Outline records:
================================

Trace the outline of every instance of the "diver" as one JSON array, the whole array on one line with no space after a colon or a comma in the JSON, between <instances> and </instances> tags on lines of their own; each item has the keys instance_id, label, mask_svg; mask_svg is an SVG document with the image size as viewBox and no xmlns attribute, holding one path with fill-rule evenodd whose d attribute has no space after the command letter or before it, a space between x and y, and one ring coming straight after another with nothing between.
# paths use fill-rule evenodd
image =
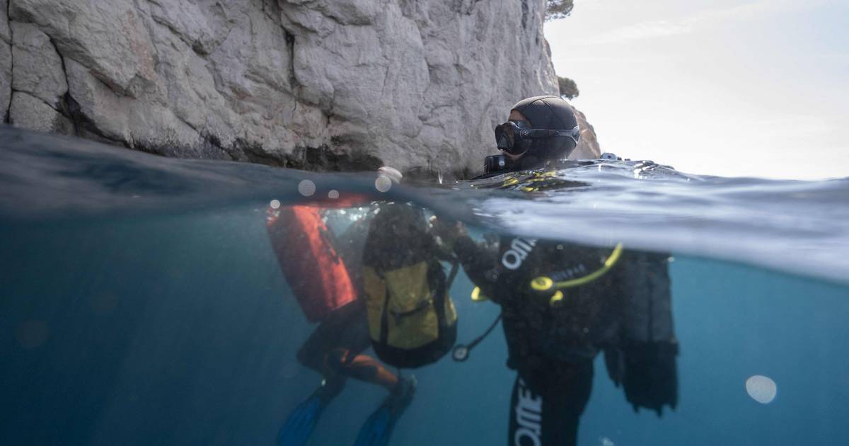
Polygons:
<instances>
[{"instance_id":1,"label":"diver","mask_svg":"<svg viewBox=\"0 0 849 446\"><path fill-rule=\"evenodd\" d=\"M412 375L393 374L363 354L371 339L358 269L368 218L361 218L343 235L333 237L325 223L328 213L332 211L316 206L268 209L268 233L281 268L307 319L318 323L299 349L297 359L322 375L318 387L289 415L276 443L306 444L324 408L340 394L346 381L353 378L389 392L355 444L385 445L394 423L413 399L416 381Z\"/></svg>"},{"instance_id":2,"label":"diver","mask_svg":"<svg viewBox=\"0 0 849 446\"><path fill-rule=\"evenodd\" d=\"M516 104L495 136L502 154L486 158L483 177L509 187L517 176L545 177L557 167L580 129L565 100L538 96ZM509 444L576 443L601 351L635 410L675 408L668 256L509 235L478 242L460 223L434 227L477 285L473 298L501 307L508 366L518 372ZM464 360L469 349L455 347L454 358Z\"/></svg>"}]
</instances>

================================

• Task prompt
Change "Polygons" to "Shapes" throughout the records above and copy them out otherwise unaltered. Omit the pictures from your answer.

• In response
Trace the outline of every instance of the "diver" as one JSON array, the whole array on one line with no space after a colon or a comma in the JSON, between <instances> and </instances> tags on lines of their own; each item has the keys instance_id, label, mask_svg; mask_svg is an SVG document with the image size as viewBox and no xmlns attribute, holding one path with fill-rule evenodd whose d attribute has no space after the command letter or before it, a space between x and y, and one ring coming straight after another with nothing between.
# paths use fill-rule evenodd
image =
Shapes:
<instances>
[{"instance_id":1,"label":"diver","mask_svg":"<svg viewBox=\"0 0 849 446\"><path fill-rule=\"evenodd\" d=\"M412 375L393 374L363 354L371 339L358 269L368 218L361 218L343 235L333 237L325 223L328 213L332 211L316 206L268 209L268 233L281 268L307 319L318 323L299 349L297 359L322 375L318 387L289 415L276 443L306 444L324 408L340 394L346 381L353 378L389 392L355 444L385 445L394 423L413 399L416 381Z\"/></svg>"},{"instance_id":2,"label":"diver","mask_svg":"<svg viewBox=\"0 0 849 446\"><path fill-rule=\"evenodd\" d=\"M516 104L495 136L502 154L486 158L483 177L509 187L517 176L545 177L557 167L580 129L565 100L538 96ZM509 444L576 443L601 351L635 410L675 408L668 256L509 235L478 242L460 223L434 227L477 285L473 298L501 307L508 366L518 372ZM464 360L469 349L455 347L454 358Z\"/></svg>"}]
</instances>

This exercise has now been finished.